• _Texto da página_
Maria Graham, a governanta da princesa Maria da Glória (Leite 1984), com todo o cuidado dos que têm acesso ao interior de uma casa e observam a vida alheia, o contorno dos objetos e os detalhes da intimidade, viu os móveis coloridos e orientais da China, da Índia, ainda resistindo à moda ocidental de decoração dos sobrados, no Rio de Janeiro. Observou a sensualidade dos toques das mucamas, no cafuné, em pleno convívio burguês de costumes. Nas cartas que escreveu sobre a rotina dos sobrados e fazendas, Ina von Binzer acentuou as vantagens das professoras em relação aos comerciantes que se instalavam nas zonas marítimas. De dentro da casa, essas mulheres descortinavam toda a trama da família brasileira (Binzer 1982 [1887]: 95). A ponto de um grupo de irmãs sinhazinhas que formavam verdadeira “santa inquisição”, de tão adultizadas e sérias, junto aos meninos das fazendas de nomes romanos e imponentes, mesmo sendo filhos de pais de convicções liberais, permitirem a Ina conhecer de perto a etiqueta e hierarquia que regia o conjunto das relações sociais.
Do mesmo modo, Adèle Toussaint-Samson reconheceu a luta entre culturas e civilizações de que se tornara palco a capital do Brasil. Suas notas escritas e fotografias sobre os móveis e arquitetura das casas atestam os parentescos e afinidades com os costumes e modas orientais, em pleno período de substituição de importações. Os relatos das viagens de Arago, Debret, Southey, Kidder, Saint-Hilaire, Charles Expilly, D’Assier e Ferdinand Denis também são referências que não se esgotam nelas mesmas.

• _Trechos dos dados_
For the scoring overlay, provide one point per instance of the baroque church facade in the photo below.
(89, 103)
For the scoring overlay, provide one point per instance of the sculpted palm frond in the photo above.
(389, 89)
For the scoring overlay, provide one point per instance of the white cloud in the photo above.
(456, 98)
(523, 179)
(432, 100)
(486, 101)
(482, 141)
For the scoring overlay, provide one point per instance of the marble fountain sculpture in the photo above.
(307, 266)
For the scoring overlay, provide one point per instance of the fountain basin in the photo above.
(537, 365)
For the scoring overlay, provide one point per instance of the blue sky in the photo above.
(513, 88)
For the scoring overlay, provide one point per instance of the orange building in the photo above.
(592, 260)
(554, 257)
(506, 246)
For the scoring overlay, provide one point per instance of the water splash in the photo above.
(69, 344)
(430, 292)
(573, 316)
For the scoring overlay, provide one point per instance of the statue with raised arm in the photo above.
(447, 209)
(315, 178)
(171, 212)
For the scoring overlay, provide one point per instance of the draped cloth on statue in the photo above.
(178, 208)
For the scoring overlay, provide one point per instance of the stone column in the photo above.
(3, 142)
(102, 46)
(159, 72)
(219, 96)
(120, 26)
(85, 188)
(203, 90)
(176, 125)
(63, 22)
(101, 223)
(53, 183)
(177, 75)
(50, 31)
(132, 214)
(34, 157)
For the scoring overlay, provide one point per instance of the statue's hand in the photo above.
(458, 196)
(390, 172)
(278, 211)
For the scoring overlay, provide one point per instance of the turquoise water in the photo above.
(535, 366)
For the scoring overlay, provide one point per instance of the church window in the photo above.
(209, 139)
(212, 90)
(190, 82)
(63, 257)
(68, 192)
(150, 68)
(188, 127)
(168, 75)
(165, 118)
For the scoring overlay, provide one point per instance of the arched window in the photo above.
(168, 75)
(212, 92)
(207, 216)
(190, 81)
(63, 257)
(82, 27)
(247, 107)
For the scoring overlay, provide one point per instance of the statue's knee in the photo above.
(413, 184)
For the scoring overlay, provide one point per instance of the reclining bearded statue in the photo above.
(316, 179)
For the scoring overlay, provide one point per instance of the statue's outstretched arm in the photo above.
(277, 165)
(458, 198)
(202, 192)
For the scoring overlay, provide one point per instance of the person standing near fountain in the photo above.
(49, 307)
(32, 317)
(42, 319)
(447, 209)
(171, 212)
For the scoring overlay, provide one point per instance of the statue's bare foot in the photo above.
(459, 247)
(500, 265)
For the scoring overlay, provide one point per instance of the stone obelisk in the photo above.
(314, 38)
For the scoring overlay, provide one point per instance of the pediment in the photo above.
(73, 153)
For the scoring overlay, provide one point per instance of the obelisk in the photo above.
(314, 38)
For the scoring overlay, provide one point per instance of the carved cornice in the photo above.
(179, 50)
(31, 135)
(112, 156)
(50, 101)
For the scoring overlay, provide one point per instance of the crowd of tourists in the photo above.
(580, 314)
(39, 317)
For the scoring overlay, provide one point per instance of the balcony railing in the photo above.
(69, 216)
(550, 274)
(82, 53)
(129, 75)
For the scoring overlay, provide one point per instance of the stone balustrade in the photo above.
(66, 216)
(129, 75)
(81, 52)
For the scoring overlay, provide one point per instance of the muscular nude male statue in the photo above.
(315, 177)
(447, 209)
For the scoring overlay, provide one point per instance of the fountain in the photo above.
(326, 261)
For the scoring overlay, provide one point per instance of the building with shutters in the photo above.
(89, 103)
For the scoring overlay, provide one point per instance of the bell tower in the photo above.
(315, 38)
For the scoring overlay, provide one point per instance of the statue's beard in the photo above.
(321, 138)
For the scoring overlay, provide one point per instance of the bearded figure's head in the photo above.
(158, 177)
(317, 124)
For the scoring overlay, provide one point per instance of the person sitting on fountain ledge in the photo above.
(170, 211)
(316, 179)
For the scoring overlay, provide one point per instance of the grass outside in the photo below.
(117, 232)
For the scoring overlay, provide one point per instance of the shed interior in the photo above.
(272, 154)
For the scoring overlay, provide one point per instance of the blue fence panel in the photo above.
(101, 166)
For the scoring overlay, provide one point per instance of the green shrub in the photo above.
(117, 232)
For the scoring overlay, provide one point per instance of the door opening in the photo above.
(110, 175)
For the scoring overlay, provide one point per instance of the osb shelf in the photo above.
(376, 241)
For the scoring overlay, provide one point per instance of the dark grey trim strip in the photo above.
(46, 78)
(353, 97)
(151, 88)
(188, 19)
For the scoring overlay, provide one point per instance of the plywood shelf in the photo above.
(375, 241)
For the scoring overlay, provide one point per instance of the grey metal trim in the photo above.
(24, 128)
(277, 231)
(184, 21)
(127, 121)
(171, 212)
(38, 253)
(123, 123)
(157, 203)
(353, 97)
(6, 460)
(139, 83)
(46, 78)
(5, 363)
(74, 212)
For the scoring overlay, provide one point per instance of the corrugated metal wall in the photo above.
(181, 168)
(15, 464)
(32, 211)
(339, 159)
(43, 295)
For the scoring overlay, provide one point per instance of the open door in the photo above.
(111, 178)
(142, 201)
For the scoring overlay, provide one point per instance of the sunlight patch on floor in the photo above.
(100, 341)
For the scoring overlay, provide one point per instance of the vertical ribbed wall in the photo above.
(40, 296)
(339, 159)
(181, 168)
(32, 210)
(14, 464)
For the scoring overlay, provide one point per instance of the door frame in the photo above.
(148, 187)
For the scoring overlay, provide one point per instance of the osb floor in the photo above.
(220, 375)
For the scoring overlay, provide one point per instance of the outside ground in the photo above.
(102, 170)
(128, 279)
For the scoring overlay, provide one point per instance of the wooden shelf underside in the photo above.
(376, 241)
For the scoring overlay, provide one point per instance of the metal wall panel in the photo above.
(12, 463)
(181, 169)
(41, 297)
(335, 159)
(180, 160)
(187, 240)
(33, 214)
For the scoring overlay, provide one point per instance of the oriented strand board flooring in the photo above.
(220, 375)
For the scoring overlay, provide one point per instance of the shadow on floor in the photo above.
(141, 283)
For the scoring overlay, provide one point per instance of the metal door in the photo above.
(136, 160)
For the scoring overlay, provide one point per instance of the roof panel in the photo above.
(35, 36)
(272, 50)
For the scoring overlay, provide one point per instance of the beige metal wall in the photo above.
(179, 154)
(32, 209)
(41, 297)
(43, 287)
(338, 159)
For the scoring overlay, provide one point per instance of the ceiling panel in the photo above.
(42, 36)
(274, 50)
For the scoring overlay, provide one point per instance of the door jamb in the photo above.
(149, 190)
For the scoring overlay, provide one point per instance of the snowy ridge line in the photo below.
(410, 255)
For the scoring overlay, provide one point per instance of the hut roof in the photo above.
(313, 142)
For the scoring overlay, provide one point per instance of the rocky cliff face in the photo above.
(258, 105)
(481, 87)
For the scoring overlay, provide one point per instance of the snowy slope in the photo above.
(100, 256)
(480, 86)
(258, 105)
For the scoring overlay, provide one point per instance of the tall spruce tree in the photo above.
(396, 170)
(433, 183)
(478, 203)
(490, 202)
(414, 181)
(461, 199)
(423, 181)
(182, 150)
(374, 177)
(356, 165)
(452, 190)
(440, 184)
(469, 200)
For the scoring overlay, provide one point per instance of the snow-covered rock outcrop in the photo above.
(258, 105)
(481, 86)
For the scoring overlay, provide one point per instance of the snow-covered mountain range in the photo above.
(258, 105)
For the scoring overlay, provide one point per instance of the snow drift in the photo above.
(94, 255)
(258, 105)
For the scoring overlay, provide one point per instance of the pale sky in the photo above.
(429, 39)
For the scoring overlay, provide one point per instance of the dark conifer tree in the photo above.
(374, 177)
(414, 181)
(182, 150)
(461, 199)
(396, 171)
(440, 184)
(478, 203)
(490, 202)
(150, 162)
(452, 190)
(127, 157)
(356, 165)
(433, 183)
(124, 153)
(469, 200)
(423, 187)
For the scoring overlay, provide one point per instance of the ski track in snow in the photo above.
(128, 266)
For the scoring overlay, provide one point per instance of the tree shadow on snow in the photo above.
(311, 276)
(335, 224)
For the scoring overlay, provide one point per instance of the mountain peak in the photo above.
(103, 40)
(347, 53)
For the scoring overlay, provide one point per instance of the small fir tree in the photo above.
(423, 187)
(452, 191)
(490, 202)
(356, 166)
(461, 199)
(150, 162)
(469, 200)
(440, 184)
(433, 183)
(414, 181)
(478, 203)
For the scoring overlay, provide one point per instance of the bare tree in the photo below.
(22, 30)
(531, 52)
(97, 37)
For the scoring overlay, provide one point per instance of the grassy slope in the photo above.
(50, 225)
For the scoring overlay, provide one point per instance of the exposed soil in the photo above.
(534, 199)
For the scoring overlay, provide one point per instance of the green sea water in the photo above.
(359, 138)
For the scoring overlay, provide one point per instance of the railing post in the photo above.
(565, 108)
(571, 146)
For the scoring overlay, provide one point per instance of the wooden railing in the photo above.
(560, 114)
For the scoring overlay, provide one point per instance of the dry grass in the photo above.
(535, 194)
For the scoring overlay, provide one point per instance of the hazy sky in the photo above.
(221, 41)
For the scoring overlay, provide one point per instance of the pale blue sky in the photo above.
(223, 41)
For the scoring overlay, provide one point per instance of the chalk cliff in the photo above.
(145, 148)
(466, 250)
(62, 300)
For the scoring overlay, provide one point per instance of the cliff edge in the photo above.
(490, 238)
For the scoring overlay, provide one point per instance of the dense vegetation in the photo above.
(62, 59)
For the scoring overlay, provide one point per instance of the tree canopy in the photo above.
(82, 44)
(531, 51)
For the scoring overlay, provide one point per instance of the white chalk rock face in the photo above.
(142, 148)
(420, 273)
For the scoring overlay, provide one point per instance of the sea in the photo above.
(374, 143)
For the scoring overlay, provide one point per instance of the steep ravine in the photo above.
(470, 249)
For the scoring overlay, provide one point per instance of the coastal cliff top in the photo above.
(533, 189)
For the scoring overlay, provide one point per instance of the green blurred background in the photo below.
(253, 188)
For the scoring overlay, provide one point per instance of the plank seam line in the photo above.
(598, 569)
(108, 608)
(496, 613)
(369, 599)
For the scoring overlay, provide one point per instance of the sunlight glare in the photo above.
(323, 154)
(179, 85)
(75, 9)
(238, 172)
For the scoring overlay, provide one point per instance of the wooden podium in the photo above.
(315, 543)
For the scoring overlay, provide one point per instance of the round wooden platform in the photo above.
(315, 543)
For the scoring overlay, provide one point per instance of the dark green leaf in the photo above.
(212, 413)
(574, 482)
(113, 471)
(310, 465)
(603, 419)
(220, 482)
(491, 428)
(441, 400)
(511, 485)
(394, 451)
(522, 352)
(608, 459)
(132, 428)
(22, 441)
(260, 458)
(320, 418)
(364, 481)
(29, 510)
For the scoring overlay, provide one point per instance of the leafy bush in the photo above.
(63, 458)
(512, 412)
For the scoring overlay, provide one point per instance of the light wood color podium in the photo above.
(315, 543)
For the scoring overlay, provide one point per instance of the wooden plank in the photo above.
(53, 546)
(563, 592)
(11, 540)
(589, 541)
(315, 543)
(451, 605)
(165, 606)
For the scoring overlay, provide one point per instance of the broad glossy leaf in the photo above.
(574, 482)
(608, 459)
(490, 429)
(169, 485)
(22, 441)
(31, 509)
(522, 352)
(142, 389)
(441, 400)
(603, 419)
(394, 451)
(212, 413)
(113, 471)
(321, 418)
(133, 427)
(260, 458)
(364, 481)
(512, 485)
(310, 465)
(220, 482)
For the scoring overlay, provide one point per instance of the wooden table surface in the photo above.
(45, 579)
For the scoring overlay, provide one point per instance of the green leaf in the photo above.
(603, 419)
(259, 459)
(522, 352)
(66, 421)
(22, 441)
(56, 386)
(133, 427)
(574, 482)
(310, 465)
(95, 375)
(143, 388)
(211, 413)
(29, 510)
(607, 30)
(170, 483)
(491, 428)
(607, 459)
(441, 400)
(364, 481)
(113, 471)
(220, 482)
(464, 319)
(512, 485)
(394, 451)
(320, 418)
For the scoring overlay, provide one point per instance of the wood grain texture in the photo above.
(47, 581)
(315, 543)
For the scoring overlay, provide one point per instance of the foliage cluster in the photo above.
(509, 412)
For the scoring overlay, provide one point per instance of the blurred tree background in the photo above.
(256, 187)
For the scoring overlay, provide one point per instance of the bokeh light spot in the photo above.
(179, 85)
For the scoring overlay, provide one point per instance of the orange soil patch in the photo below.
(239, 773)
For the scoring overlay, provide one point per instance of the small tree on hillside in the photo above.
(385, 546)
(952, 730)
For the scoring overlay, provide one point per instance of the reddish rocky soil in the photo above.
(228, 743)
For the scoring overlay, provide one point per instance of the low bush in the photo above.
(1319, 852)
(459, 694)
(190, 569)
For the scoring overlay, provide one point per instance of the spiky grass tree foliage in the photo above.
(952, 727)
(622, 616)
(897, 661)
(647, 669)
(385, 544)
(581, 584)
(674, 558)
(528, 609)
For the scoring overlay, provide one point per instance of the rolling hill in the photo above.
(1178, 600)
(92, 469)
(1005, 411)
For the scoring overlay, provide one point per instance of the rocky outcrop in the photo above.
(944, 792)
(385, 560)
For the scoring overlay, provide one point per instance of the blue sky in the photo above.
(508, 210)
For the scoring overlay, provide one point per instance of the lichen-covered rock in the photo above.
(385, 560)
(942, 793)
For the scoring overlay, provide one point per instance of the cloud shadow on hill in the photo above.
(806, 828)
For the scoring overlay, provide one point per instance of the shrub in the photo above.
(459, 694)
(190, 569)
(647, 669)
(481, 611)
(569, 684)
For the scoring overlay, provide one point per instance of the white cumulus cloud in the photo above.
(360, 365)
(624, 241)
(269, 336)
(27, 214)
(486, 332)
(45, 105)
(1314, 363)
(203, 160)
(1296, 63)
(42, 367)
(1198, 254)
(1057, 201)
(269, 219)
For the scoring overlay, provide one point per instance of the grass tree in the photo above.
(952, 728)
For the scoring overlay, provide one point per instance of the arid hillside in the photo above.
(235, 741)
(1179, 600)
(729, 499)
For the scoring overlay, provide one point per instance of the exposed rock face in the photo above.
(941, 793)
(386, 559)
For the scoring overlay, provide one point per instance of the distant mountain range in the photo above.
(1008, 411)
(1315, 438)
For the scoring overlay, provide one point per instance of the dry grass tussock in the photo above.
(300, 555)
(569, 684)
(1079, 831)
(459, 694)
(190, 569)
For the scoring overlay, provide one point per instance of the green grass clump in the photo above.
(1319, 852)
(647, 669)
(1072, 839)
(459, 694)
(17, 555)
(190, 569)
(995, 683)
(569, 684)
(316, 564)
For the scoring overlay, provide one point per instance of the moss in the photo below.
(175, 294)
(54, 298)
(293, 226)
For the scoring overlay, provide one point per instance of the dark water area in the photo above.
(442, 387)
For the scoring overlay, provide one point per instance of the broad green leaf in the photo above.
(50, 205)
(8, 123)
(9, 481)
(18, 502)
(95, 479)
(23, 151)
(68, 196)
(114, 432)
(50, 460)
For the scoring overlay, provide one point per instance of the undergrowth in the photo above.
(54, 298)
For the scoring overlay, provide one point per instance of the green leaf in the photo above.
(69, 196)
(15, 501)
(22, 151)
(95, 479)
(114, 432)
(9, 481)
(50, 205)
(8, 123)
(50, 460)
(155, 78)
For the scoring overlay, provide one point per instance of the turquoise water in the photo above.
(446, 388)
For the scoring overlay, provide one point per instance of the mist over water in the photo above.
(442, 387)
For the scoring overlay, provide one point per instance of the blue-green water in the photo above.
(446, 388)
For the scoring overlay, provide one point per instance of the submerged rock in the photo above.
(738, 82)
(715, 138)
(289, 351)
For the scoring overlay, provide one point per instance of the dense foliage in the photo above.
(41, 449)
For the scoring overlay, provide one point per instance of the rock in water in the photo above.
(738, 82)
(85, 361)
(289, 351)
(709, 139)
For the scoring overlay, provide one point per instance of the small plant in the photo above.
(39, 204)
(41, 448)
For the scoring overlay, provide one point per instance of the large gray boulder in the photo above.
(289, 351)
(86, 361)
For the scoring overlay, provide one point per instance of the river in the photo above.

• _Partes do exercício_
1. Por favor, liste todos os nomes cujos relatos de viagens são citados na última frase do texto da página.
2. Reproduza o trecho do texto da página que começa em "Do mesmo modo, Adèle" e vai até "esgotam nelas mesmas.".

• _Soluções das tarefas_
1. Arago, Debret, Southey, Kidder, Saint-Hilaire, Charles Expilly, D’Assier, Ferdinand Denis

2.
Do mesmo modo, Adèle Toussaint-Samson reconheceu a luta entre culturas e civilizações de que se tornara palco a capital do Brasil. Suas notas escritas e fotografias sobre os móveis e arquitetura das casas atestam os parentescos e afinidades com os costumes e modas orientais, em pleno período de substituição de importações. Os relatos das viagens de Arago, Debret, Southey, Kidder, Saint-Hilaire, Charles Expilly, D’Assier e Ferdinand Denis também são referências que não se esgotam nelas mesmas.